** Entries drawn from a collection **
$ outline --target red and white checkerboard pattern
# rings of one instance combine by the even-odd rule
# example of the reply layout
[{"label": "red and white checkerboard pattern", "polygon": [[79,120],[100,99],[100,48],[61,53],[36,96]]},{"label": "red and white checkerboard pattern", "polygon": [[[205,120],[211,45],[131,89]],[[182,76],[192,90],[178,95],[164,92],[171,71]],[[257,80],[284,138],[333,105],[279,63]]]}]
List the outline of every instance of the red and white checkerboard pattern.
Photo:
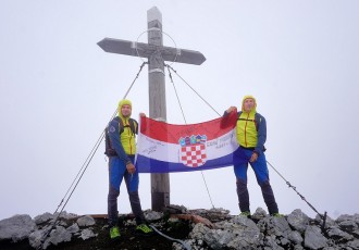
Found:
[{"label": "red and white checkerboard pattern", "polygon": [[181,160],[186,166],[197,167],[206,163],[206,146],[202,143],[181,148]]}]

** GIVEN INSTRUCTION **
Copy out all of the material above word for word, leaving out the picture.

** ANSWER BELOW **
$ outline --target red and white checkerboard pattern
# rings of one instance combine by the even-odd rule
# example of the reply layout
[{"label": "red and white checkerboard pattern", "polygon": [[79,120],[100,99],[100,48],[61,53],[36,96]]},{"label": "red and white checkerboard pattern", "polygon": [[[205,120],[211,45],[131,89]],[[182,76],[192,90],[178,95],[164,92],[171,71]],[[257,80],[284,138],[333,105],[279,63]]]}]
List the outline of every instance of the red and white checkerboard pattern.
Photo:
Found:
[{"label": "red and white checkerboard pattern", "polygon": [[181,160],[186,166],[197,167],[206,163],[206,146],[202,143],[181,148]]}]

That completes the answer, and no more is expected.